| Estratto pagina |
# Help Venezia



## Milo (21 Dicembre 2016)

Dopo Natale vado due giorni a visitare Venezia, ho prenotato un hotel dentro Venezia, vicino a campo Santa Maria, mi dite come faccio a raggiungerlo tramite treno?
Partirei tramite un freccia rossa da firenze, vorrei sapere quale fermata del treno prendere e come arrivare dentro Venezia.

Grazie fratelli.


----------



## wfiesso (21 Dicembre 2016)

Devi scendere a Venezia Santa Lucia (l'ultima fermata), non far confusione con Venezia Mestre. Una volta sceso li però armati di pazienza perché hai 2 modi per arrivare: 1)vaporetto: c'è la metà proprio davanti la stazione
2) a piedi: probabilmente ti conviene quest'ultima, seguendo il percorso su Google maps, te lo dico perché io sono della zona ma ancora mi perdo xD


----------



## Milo (21 Dicembre 2016)

wfiesso ha scritto:


> Devi scendere a Venezia Santa Lucia (l'ultima fermata), non far confusione con Venezia Mestre. Una volta sceso li però armati di pazienza perché hai 2 modi per arrivare: 1)vaporetto: c'è la metà proprio davanti la stazione
> 2) a piedi: probabilmente ti conviene quest'ultima, seguendo il percorso su Google maps, te lo dico perché io sono della zona ma ancora mi perdo xD



Sai mica il costo del vaporetto? ed a piedi invece quanto ci vorrà all'incirca??

| Esercizio 1 |
Riporta il brano della discussione su Venezia da "Dopo Natale vado" fino a "Grazie fratelli." compreso.
| Esercizio 2 |
Rispondi a queste domande sulla discussione su Venezia:
(a) Da quale città Milo vorrebbe partire in treno?
(b) A quale stazione consiglia di scendere wfiesso?
(c) Vicino a quale campo si trova l'hotel prenotato da Milo?
| Esercizio 3 |
Prosegui la discussione su Venezia dopo l'ultimo messaggio.

| Dati estratti |

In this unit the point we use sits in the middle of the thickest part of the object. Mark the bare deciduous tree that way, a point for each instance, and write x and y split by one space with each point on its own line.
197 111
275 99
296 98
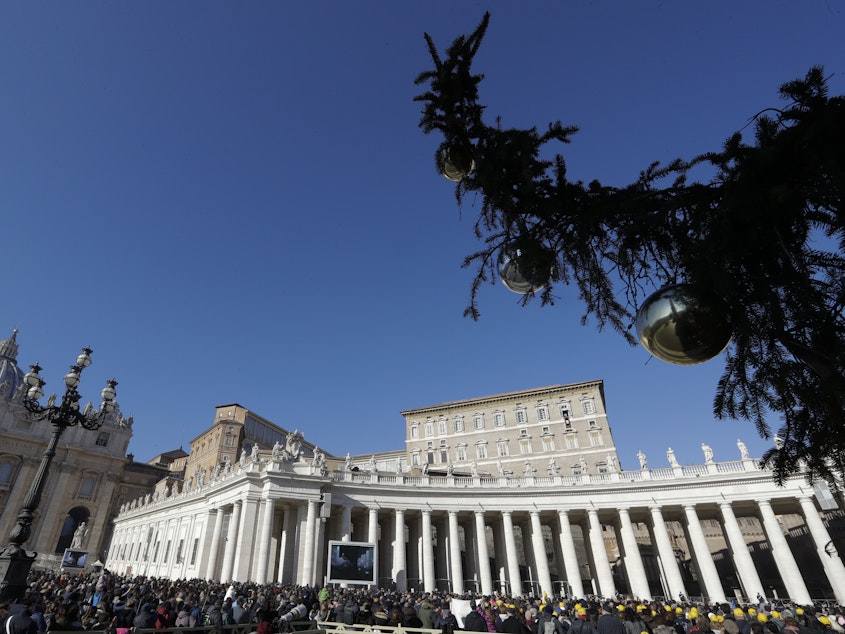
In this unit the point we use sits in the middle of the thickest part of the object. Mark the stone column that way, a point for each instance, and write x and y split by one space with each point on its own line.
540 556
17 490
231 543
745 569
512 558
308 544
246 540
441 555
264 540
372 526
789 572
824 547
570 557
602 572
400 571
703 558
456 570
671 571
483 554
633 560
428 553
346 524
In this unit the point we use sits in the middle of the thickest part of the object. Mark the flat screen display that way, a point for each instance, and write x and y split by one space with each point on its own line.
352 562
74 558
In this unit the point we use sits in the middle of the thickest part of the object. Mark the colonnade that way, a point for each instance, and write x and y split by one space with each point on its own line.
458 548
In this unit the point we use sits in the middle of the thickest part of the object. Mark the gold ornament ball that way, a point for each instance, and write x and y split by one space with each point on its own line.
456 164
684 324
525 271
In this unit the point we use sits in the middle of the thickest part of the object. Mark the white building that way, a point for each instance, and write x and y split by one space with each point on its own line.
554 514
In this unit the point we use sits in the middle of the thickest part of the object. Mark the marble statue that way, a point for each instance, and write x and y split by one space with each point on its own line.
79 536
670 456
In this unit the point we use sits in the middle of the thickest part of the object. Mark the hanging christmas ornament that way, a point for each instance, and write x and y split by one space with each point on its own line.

==

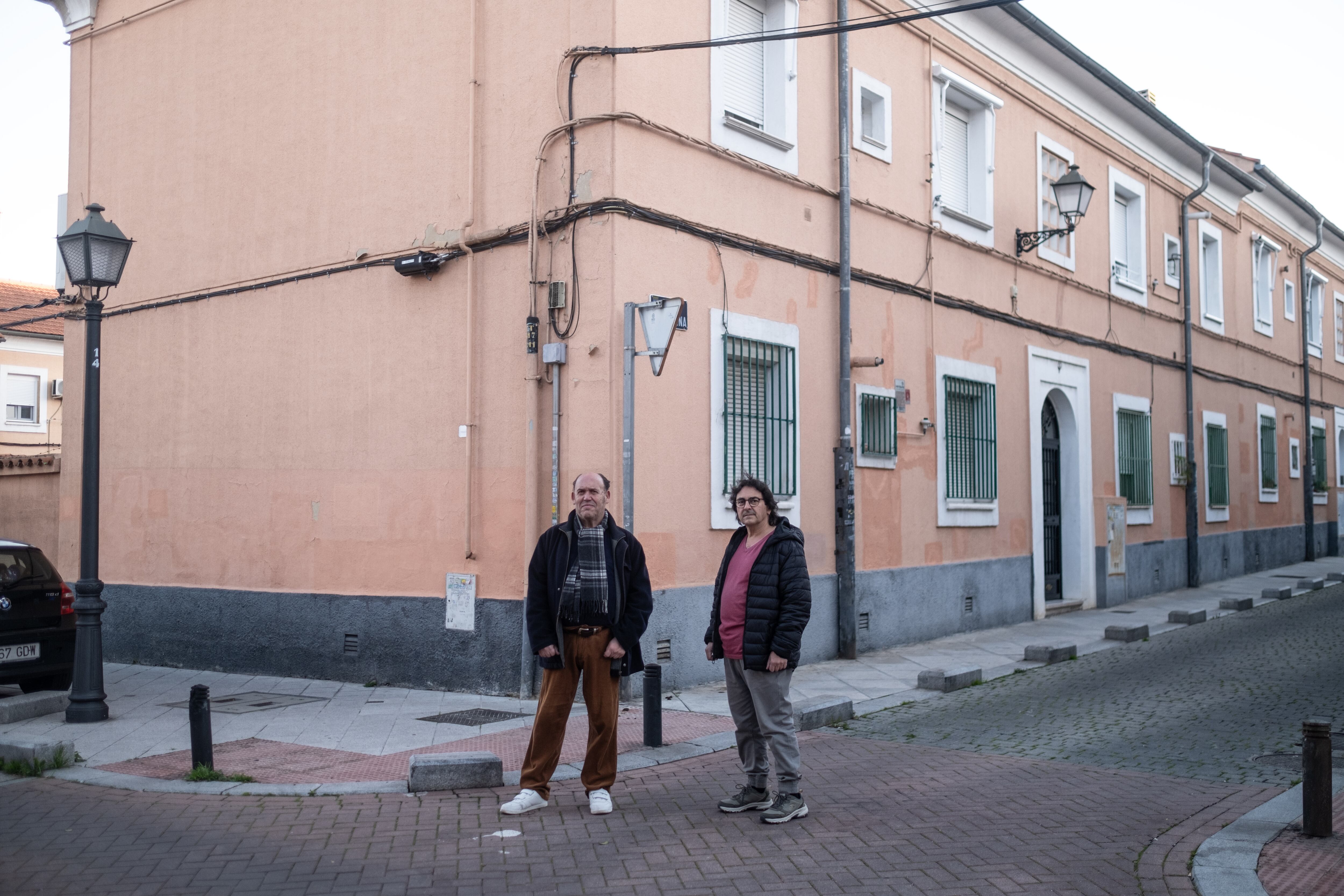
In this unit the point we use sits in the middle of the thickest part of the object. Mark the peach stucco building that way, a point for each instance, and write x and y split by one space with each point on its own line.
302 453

--

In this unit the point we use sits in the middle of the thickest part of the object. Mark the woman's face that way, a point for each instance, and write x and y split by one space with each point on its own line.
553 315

| Soluzione 1 |
Dopo Natale vado due giorni a visitare Venezia, ho prenotato un hotel dentro Venezia, vicino a campo Santa Maria, mi dite come faccio a raggiungerlo tramite treno?
Partirei tramite un freccia rossa da firenze, vorrei sapere quale fermata del treno prendere e come arrivare dentro Venezia.

Grazie fratelli.

| Soluzione 2 |
(a) Da Firenze, con un Frecciarossa.
(b) A Venezia Santa Lucia, l'ultima fermata.
(c) Vicino a campo Santa Maria.

| Soluzione 3 |
Visto che sei di zona, hai da consigliarmi qualcosa non perdermi assolutamente a Venezia? (a parte le famose piazze)


----------



## wfiesso (21 Dicembre 2016)

Ho appena guardato, dunque, secondo me per arrivare all'hotel ti conviene andare a piedi, dista circa 2 km dalla stazione, segui le indicazioni per Rialto e una volta al ponte ci sei quasi, ti basterà orientarti con maps e lo trovi facile. Guardando la mappa credo.che il vaporetto non passi di li, quindi a piedi potrebbe essere l'unica soluzione. Per i prezzi dei vaporetti ora non saprei proprio dirti, so che non è proprio economico, però ti potrebbe servire per girare la città

Ps dimenticavo, io abito poco fuori Venezia, ma ci vado spesso, di solito gli unici puntini riferimento per me sono i "bacari"


----------



## Butcher (21 Dicembre 2016)

Milo ha scritto:


> Sai mica il costo del vaporetto? ed a piedi invece quanto ci vorrà all'incirca??
> 
> Visto che sei di zona, hai da consigliarmi qualcosa non perdermi assolutamente a Venezia? (a parte le famose piazze)



I biglietti singoli stanno molto, circa 8 euro a tratta. Ti conviene chiedere allo sportello ACTV un mini abbonamento conveniente, ne trovi uno proprio a Piazzale Roma, vicino le fermate dei bus.


----------



## wfiesso (22 Dicembre 2016)

Butcher ha scritto:


> I biglietti singoli stanno molto, circa 8 euro a tratta. Ti conviene chiedere allo sportello ACTV un mini abbonamento conveniente, ne trovi uno proprio a Piazzale Roma, vicino le fermate dei bus.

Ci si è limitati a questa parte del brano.